#### STATED PROBLEM A
Answer these questions about the tempdb discussion:
(i) In the quoted reply, what happens to tempdb with each restart?
(ii) When the database server restarts, what else does the poster have to stop and start?
(iii) What is the estimated cost of ordering three SSDs and building a RAID 10?

#### GIVEN PASSAGE
============
• t.franz - Wednesday, March 8, 2017 8:07 AM

    Michael L John - Wednesday, March 8, 2017 7:41 AM

    Tempdb is recreated with each restart. There is no need to sync between nodes.I have been doing this same thing with tempdb on my clusters for years.

    Yes, it is recreated which each server start. But I thought, that fail over servers allows me to fail over without interupting every connection. When I restart my database server, I have to stop and start the applications, that are using it, too, because the most applications needs some init stuff and does not really like it, when the server connection get lost. I may be too optimistic (we are not using clusters, so I have no experience), but a failover should be transparent to the apps (they should not even realize, that there happens something)

    If you want performance, performance is in the code. Bite the bullet and fix it before it bites you.


    @jeff Modem: of course fixing the code would usually result in much more improvements. But going to Amazon, ordering 3 customer SSDs (hey, its only TempDB), putting it into the server and creating a RAID 10 would be maybe 1000 EUR / USD and increases the speed immediately. Fixing the code in a big application could cost several man-years of work - if you can change it (false for the most vendor apps and of course you need somebody who is able to do it)
============
#### STATED PROBLEM B
Reproduce the records from the line containing "column, it would be much appreciated." through the end of the records, both ends included.

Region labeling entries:
============
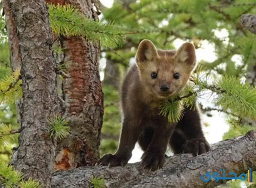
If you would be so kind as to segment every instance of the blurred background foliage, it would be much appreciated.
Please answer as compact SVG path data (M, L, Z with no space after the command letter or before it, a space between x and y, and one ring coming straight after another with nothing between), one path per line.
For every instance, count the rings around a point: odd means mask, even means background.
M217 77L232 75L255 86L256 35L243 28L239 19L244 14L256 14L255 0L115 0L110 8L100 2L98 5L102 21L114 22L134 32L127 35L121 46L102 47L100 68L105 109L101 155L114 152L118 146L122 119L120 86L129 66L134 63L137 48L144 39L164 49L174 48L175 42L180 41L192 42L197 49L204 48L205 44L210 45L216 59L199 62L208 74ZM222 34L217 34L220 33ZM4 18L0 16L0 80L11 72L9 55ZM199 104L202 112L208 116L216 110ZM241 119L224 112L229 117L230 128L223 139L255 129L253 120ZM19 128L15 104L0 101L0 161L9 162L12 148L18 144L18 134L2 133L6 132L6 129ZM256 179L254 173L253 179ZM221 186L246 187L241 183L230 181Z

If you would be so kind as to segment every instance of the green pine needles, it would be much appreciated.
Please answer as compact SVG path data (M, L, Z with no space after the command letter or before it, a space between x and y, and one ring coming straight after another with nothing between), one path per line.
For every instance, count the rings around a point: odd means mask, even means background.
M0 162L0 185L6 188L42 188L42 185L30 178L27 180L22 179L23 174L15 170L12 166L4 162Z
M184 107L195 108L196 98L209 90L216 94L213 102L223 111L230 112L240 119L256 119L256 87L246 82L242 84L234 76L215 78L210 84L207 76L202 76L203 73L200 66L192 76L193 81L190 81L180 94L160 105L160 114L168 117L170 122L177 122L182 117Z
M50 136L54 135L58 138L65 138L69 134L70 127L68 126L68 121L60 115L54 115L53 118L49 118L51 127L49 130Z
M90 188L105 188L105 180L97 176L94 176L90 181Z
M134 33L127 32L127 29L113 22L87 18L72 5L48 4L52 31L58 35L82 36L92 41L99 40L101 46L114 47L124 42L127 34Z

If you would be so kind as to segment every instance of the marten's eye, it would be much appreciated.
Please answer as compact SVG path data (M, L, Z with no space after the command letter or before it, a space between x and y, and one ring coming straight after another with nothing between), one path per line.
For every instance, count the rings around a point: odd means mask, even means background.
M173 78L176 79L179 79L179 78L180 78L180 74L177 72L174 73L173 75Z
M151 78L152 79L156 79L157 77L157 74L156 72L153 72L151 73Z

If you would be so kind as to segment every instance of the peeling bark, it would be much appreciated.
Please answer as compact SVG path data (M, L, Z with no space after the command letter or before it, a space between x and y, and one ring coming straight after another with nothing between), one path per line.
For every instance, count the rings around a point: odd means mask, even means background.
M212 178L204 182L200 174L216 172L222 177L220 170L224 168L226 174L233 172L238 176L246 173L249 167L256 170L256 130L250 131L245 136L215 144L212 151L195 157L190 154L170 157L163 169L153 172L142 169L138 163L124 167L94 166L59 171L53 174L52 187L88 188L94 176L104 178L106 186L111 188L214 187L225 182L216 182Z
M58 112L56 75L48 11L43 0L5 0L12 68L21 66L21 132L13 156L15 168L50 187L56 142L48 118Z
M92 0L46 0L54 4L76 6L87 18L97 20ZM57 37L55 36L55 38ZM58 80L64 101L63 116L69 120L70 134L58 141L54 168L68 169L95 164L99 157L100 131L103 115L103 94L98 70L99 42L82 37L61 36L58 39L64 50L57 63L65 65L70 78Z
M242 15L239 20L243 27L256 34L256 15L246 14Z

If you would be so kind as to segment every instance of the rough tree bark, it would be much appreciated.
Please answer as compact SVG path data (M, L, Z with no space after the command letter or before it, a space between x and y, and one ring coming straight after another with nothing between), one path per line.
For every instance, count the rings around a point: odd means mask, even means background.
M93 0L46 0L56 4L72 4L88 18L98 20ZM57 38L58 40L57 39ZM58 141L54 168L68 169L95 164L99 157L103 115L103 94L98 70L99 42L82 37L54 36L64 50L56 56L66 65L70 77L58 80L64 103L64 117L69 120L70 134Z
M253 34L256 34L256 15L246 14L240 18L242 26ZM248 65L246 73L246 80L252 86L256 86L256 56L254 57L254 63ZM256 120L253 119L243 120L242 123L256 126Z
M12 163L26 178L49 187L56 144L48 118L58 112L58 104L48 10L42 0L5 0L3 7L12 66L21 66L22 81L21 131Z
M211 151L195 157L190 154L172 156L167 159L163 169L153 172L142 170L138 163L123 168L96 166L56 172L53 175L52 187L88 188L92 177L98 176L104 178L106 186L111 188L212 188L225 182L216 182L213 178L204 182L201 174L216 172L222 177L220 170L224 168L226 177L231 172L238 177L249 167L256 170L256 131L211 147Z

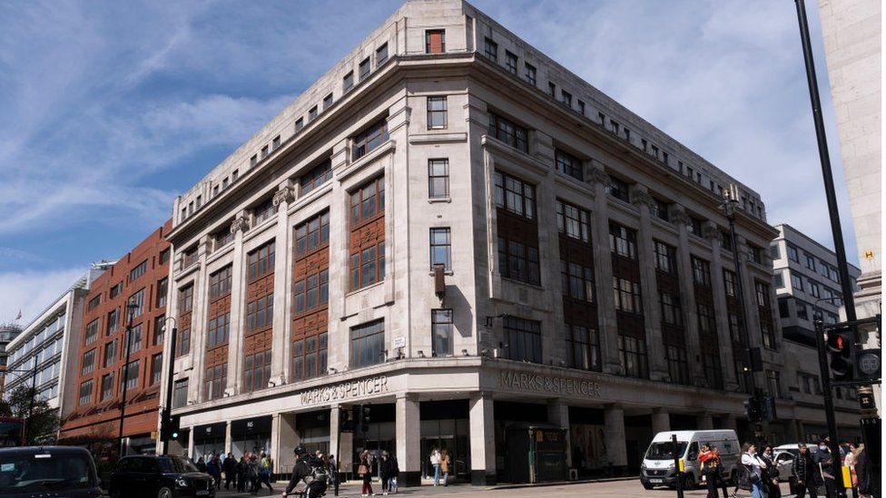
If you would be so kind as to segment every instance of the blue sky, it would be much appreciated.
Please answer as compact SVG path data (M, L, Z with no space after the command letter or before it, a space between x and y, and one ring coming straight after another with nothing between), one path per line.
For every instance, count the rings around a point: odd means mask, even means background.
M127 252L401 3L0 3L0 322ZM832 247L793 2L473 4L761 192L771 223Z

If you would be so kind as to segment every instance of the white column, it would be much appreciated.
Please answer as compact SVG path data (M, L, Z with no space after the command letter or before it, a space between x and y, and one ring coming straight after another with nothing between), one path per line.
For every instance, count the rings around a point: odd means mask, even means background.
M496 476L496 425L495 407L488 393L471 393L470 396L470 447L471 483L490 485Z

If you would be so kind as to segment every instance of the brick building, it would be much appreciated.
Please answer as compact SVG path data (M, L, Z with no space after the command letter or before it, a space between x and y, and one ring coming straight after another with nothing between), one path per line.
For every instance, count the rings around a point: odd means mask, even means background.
============
#### WRITTEN REPLY A
(i) It is recreated.
(ii) The applications that are using it.
(iii) About 1000 EUR / USD.

#### WRITTEN REPLY B
If you would be so kind as to segment every instance of the white column, it would be much appreciated.
Please answer as compact SVG path data (M, L, Z with no space after the command letter or before it, a space between x and y, and one ring coming straight after another with nothing between), one path per line.
For every instance, count the rings around a point: odd means mask, even means background.
M496 476L496 425L495 407L488 393L471 393L470 396L470 447L471 483L490 485Z

If you would be so kind as to segment every instance of the brick building, it would be much appreciated.
Please answer as compact SVG path data (M, L, Z with no space after the command letter or before it, a space between x and y, and one ring coming straight after another with nothing between), one path per line.
For every instance, count the rings around a point: odd means mask, even means background.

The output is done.